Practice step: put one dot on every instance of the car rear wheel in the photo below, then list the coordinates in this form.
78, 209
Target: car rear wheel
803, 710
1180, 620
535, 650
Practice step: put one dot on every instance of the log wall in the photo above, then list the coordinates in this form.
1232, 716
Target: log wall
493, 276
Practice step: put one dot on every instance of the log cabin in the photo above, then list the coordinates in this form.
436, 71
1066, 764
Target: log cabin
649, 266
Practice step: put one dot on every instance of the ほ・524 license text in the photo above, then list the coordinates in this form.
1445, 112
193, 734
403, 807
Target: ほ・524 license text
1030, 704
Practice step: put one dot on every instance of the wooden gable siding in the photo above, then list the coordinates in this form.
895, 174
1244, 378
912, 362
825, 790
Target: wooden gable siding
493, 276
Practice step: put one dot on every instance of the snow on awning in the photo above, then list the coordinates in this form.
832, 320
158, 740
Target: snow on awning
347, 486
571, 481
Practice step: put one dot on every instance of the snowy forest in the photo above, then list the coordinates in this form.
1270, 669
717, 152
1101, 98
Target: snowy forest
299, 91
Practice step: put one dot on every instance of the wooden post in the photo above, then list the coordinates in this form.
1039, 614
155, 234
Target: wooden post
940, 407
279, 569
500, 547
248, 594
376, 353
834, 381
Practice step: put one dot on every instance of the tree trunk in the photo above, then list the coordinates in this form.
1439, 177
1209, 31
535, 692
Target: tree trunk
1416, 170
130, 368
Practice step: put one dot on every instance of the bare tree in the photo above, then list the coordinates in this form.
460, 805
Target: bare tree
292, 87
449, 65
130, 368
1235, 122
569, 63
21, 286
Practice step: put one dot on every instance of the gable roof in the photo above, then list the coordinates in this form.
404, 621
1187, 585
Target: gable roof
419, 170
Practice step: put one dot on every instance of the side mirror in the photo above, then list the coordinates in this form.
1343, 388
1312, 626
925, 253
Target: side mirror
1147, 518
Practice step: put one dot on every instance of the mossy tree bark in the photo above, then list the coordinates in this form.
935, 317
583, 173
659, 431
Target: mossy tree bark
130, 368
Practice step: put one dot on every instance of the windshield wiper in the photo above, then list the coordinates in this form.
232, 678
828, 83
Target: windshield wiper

━━━━━━━━━━

Every line in the entries above that mentions the word "wiper" must be shown.

Practice step: put one dot on every instance of the windshield wiper in the photo above, then list the coordinates in this form.
Target: windshield wiper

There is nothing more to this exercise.